__Texte extrait__:
★ ★ ★ ★ ★

François Kersaudy est un historien français, spécialiste d’histoire diplomatique et militaire contemporaine. Il ré-édite sa biographie sur Churchill, Winston Churchill, le pouvoir de l’imagination, aux Éditions Tallandier. 

Propos recueillis par Côme de Bisschop. 

Winston Churchill possède d’illustres ancêtres, à commencer par ses quatre grands-parents. Comment ses aïeuls participent-ils, indirectement, au génie de Churchill ? 

Eh bien, il semble avoir hérité de l’énergie et de l’inventivité de son grand-père maternel Leonard Jerome, du patriotisme et de l’esprit d’organisation de son grand-père paternel, le 7e duc de Marlborough, et sans doute de la générosité et de l’idéalisme de sa grand-mère paternelle, la duchesse de Marlborough. La mémoire phénoménale semble être un héritage du père, Randolph Churchill – mais il reste à savoir de qui le père la tenait lui-même ! Après, il y a l’héritage spirituel : le souvenir de l’illustre ancêtre John Churchill, premier duc de Marlborough, qui s’est illustré sur d’innombrables champs de bataille, n’a pas manqué d’inspirer le petit Winston. 

De tout temps la politique a occupé une place démesurée dans la famille Churchill. À l’image de son père, le jeune Winston ambitionne-t-il dès son plus jeune âge d’entrer en politique ?

★ ★ ★ ★ ★

__Consigne A__:
Renvoyez tel quel le passage de l'entretien sur Churchill en commençant par « Winston Churchill possède » et en allant jusqu'à « le petit Winston. ».

__Données à traiter__:
★ ★ ★ ★ ★

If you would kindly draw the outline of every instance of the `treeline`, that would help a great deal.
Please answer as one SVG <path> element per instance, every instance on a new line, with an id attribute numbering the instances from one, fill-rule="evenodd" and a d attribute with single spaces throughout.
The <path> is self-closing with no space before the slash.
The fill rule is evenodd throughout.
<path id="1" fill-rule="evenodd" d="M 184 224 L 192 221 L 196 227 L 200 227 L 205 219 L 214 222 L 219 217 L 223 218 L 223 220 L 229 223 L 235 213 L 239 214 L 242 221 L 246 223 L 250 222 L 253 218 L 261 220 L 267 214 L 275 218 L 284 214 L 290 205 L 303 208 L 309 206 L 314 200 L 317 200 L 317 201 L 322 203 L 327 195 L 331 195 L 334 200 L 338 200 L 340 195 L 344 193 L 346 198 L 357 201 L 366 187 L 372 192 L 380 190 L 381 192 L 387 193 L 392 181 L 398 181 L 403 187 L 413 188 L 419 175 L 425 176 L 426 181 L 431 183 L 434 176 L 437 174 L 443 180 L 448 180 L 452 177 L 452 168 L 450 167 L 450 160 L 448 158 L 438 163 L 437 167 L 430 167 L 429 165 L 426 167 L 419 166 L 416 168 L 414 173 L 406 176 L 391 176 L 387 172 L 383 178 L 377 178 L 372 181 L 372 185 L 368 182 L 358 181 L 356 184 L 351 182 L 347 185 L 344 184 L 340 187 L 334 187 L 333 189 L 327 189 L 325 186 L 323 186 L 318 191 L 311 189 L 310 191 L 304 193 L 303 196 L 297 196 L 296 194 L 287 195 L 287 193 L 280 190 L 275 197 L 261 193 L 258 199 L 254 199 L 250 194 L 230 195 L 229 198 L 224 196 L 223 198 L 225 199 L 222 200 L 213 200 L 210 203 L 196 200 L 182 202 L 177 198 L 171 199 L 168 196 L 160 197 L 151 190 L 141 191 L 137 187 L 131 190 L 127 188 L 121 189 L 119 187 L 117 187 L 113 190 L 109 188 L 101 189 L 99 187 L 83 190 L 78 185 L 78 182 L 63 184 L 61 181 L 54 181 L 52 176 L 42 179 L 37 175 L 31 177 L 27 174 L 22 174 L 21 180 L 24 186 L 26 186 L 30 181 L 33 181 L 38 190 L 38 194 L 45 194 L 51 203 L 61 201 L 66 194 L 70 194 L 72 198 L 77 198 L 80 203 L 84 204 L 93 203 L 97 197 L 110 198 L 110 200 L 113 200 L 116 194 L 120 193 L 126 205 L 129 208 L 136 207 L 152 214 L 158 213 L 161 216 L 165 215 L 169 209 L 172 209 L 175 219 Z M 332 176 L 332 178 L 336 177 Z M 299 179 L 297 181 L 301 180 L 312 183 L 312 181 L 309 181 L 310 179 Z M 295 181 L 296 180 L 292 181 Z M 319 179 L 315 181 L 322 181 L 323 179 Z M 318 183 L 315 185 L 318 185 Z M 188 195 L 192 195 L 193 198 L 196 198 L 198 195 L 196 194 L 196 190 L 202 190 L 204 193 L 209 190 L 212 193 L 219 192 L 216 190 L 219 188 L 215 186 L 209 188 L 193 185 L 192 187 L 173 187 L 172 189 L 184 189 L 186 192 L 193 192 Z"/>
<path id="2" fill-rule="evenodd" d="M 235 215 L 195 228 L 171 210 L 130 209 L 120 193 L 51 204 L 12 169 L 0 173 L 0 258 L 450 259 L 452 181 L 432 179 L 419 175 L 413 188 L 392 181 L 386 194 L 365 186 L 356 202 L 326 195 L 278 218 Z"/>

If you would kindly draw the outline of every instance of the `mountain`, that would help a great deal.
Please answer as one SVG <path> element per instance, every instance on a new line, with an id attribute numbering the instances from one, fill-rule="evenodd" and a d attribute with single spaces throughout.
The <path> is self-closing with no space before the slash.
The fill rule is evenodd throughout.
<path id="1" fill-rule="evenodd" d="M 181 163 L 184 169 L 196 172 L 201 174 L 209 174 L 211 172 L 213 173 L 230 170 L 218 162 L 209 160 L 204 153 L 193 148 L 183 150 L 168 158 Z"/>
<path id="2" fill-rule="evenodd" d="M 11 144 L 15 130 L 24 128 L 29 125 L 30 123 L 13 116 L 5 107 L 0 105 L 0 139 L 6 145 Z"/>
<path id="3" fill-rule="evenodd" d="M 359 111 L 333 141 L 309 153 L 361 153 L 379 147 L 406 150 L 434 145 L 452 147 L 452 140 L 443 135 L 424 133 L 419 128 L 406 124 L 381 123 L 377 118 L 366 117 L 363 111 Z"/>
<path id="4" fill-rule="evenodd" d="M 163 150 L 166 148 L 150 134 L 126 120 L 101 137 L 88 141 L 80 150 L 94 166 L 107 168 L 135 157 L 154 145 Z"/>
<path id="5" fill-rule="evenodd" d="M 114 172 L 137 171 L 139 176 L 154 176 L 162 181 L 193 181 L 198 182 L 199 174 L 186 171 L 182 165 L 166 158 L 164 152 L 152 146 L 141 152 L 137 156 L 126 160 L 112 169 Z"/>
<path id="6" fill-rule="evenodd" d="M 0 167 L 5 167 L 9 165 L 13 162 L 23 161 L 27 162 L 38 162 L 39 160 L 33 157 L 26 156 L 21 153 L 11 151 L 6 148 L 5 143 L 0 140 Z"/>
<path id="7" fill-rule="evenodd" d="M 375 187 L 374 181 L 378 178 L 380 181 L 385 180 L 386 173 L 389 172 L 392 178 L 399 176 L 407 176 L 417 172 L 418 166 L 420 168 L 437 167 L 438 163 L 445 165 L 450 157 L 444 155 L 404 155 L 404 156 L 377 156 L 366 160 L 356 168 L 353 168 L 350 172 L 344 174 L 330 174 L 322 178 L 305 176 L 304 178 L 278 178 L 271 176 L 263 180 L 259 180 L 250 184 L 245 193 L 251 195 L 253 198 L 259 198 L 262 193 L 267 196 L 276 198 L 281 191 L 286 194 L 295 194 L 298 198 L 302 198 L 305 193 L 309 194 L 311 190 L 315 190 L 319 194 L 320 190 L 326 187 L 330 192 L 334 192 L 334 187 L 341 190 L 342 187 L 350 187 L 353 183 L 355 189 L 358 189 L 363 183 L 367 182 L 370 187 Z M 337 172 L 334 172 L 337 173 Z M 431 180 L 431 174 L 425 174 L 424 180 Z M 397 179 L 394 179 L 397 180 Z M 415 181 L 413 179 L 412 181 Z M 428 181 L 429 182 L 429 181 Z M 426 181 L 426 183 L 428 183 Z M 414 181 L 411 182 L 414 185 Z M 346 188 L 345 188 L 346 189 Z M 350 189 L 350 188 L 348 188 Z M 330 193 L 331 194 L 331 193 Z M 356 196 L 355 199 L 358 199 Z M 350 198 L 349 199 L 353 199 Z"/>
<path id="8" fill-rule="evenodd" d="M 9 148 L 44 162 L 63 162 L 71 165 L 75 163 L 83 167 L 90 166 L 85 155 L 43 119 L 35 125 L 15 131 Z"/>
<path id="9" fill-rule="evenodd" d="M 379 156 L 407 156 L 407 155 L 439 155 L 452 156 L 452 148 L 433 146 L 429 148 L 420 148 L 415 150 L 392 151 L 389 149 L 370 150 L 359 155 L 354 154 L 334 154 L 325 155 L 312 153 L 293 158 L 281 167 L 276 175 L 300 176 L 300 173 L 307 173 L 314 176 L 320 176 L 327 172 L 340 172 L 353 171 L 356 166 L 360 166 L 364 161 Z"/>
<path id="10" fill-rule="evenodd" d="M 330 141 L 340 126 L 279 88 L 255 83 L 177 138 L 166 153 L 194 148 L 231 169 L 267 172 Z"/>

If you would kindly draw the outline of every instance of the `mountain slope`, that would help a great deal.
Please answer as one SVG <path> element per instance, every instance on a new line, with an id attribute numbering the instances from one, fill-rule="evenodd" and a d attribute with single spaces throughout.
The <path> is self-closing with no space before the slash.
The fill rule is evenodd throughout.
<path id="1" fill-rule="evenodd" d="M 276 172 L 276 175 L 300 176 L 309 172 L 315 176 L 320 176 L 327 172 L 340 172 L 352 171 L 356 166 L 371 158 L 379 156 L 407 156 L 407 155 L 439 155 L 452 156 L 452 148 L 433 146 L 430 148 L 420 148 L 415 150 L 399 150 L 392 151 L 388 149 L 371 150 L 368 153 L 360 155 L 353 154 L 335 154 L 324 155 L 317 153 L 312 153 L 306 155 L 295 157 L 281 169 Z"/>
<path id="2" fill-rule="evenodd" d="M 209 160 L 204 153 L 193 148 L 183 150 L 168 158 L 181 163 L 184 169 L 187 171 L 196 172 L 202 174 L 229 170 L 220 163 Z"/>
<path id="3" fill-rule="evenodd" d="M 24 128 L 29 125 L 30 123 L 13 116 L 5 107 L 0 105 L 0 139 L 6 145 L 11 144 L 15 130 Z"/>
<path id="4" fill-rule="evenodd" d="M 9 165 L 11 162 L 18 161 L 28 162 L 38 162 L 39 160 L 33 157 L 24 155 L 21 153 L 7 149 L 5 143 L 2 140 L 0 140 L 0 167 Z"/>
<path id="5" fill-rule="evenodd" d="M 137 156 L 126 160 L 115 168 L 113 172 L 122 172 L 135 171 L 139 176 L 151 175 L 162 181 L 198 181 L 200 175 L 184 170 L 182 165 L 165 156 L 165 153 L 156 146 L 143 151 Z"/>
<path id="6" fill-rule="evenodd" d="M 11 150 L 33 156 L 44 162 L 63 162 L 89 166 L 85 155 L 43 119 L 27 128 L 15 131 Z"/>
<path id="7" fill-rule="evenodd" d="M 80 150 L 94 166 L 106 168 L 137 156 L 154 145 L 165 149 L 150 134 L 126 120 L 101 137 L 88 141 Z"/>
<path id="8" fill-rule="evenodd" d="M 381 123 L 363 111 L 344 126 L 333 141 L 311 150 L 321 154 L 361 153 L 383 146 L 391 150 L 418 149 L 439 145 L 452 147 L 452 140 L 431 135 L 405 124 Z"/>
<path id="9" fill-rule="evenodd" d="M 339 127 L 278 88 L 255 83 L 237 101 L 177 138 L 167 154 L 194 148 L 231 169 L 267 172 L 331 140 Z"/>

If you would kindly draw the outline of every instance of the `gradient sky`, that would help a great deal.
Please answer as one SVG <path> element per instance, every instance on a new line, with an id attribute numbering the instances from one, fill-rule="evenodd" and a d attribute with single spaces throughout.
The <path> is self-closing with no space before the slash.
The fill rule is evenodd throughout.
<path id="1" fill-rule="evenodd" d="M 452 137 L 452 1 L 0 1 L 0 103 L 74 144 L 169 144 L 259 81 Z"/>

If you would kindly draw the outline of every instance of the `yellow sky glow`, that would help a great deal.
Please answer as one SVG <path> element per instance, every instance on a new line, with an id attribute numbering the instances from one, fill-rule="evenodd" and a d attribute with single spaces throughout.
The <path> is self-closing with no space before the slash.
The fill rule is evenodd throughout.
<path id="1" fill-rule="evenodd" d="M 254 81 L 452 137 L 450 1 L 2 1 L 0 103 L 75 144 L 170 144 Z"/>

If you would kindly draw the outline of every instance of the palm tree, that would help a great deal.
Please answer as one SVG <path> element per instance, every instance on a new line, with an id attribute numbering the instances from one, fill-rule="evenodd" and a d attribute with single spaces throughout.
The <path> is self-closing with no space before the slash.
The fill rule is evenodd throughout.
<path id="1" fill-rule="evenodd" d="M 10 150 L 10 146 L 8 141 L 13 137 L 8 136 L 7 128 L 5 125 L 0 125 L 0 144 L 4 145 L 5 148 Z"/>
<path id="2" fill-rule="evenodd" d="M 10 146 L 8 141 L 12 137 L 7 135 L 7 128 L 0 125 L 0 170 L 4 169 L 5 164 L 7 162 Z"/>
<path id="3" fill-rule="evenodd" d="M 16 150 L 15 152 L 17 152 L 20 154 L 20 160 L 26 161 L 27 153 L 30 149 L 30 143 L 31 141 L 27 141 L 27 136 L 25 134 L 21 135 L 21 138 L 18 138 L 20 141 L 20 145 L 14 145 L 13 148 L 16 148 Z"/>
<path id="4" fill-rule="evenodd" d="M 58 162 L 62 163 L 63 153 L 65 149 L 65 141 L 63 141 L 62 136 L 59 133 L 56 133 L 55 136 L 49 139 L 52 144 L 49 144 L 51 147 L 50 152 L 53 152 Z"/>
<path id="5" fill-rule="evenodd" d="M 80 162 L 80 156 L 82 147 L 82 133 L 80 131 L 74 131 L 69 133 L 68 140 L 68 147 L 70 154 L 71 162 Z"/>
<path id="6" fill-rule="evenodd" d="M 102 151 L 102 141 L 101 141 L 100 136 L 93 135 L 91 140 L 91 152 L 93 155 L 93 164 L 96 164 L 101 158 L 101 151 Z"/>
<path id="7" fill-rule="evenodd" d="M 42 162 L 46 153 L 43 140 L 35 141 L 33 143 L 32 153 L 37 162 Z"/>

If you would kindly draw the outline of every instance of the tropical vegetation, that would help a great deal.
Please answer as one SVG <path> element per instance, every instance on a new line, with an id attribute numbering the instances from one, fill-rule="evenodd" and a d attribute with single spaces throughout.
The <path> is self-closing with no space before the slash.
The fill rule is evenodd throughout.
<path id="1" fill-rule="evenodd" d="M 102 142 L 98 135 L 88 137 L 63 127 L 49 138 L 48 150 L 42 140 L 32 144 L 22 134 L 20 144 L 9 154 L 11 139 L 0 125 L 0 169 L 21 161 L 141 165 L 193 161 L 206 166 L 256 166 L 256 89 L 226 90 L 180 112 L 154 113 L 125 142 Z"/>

★ ★ ★ ★ ★

__Consigne B__:
Sélectionnez toutes les lignes des entrées où figure la chaîne « kindly », puis recopiez-les sans modification.

__Corrigé A__:
Winston Churchill possède d’illustres ancêtres, à commencer par ses quatre grands-parents. Comment ses aïeuls participent-ils, indirectement, au génie de Churchill ? 

Eh bien, il semble avoir hérité de l’énergie et de l’inventivité de son grand-père maternel Leonard Jerome, du patriotisme et de l’esprit d’organisation de son grand-père paternel, le 7e duc de Marlborough, et sans doute de la générosité et de l’idéalisme de sa grand-mère paternelle, la duchesse de Marlborough. La mémoire phénoménale semble être un héritage du père, Randolph Churchill – mais il reste à savoir de qui le père la tenait lui-même ! Après, il y a l’héritage spirituel : le souvenir de l’illustre ancêtre John Churchill, premier duc de Marlborough, qui s’est illustré sur d’innombrables champs de bataille, n’a pas manqué d’inspirer le petit Winston.

__Corrigé B__:
If you would kindly draw the outline of every instance of the `treeline`, that would help a great deal.
If you would kindly draw the outline of every instance of the `mountain`, that would help a great deal.
If you would kindly draw the outline of every instance of the `mountain slope`, that would help a great deal.
If you would kindly draw the outline of every instance of the `gradient sky`, that would help a great deal.
If you would kindly draw the outline of every instance of the `yellow sky glow`, that would help a great deal.
If you would kindly draw the outline of every instance of the palm tree, that would help a great deal.
If you would kindly draw the outline of every instance of the tropical vegetation, that would help a great deal.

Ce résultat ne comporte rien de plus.